**Required actions**
1. In the passage on Sober's argument about intelligent design, the argument is laid out as statements numbered 1 through 8. Please list every one of those eight statements that does not begin with "Therefore."
2. Carry on the passage on Sober's argument about intelligent design, starting after its last line.

**Extract to read**
Segment Open
Not much of a challenge. Sober’s argument is

1. If a system found in nature is irreducibly complex, then it was caused to exist by an intelligent designer.

2. Some of the minds found in nature are irreducibly complex.

3. Therefore some of the minds found in nature were caused to exist by an intelligent designer.

4. Any mind in nature that designs and builds an irreducibly complex system is itself irreducibly complex.

5. If the universe is finitely old and if cause precedes effect, then at least one of the minds found in nature was not created by any mind found in nature.

6. The universe is finitely old.

7. Causes precede their effects.

8. Therefore, there exists a supernatural intelligent designer.

Sober makes assumptions that ID does not.

2. Some of the minds found in nature are irreducibly complex.

We only have one mind to examine in nature and we don’t know what causes it to exist. Therefore we cannot say that it is irreducibly complex. Given 2 is a false premise and is Sober’s first flaw.

3. Therefore some of the minds found in nature were caused to exist by an intelligent designer.
Segment Closed
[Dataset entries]
Segment Open
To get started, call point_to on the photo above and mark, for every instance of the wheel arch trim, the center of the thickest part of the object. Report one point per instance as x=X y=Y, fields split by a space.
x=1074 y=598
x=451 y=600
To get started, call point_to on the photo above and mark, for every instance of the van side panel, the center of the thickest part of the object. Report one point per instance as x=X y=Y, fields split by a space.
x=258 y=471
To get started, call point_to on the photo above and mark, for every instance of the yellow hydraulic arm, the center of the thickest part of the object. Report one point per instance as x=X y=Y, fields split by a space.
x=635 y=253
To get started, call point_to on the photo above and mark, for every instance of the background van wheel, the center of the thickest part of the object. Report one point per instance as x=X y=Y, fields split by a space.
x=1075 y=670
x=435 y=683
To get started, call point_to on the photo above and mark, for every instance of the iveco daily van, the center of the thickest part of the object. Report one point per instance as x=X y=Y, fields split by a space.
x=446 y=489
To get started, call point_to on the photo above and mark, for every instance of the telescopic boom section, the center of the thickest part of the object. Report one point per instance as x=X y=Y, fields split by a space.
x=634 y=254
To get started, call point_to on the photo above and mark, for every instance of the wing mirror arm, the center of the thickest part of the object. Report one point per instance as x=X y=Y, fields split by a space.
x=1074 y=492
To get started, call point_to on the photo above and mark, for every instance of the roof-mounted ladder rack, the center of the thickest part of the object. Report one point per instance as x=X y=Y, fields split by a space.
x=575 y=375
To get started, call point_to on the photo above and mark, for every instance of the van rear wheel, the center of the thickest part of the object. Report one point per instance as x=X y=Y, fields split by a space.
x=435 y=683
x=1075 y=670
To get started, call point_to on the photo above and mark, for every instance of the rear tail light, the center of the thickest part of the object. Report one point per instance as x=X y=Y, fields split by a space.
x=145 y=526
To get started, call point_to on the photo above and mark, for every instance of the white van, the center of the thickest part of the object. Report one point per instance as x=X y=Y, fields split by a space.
Segment Closed
**Answers to the tasks**
1.
1. If a system found in nature is irreducibly complex, then it was caused to exist by an intelligent designer.
2. Some of the minds found in nature are irreducibly complex.
4. Any mind in nature that designs and builds an irreducibly complex system is itself irreducibly complex.
5. If the universe is finitely old and if cause precedes effect, then at least one of the minds found in nature was not created by any mind found in nature.
6. The universe is finitely old.
7. Causes precede their effects.

2.
This conclusion is unsupported due to the false premise in given 2. Even if it were not fallacious it does not assert that all minds found in nature are of intelligent cause. This is Sober’s second flaw. He fails to demonstrate that all minds in nature depend on intelligent causation.

4. Any mind in nature that designs and builds an irreducibly complex system is itself irreducibly complex.

We have no idea how many minds exist in nature much less whether they are all necessarily irreducibly complex. Another false premise given by Sober and his third flaw.

5. If the universe is finitely old and if cause precedes effect, then at least one of the minds found in nature was not created by any mind found in nature.

It does not follow from finite age and cause/effect that there must exist a mind in nature that was not created by another mind. We do not know how minds are created, even our own, to say nothing of minds never observed. Flaw number four.

6. The universe is finitely old.

No one knows if the universe is finitely old as physics has no means of describing what came before a singularity known as the big bang nor does physics have a means of describing what if anything existed outside the singularity. This is why we speak of an “observable” universe. The observable universe appears to have a finite age but there is no way of knowing what, if anything, is beyond the bounds of the observable. Sober lacks a basic understanding of the limits of physics in describing the universe. This is flaw number five.

7. Causes precede their effects.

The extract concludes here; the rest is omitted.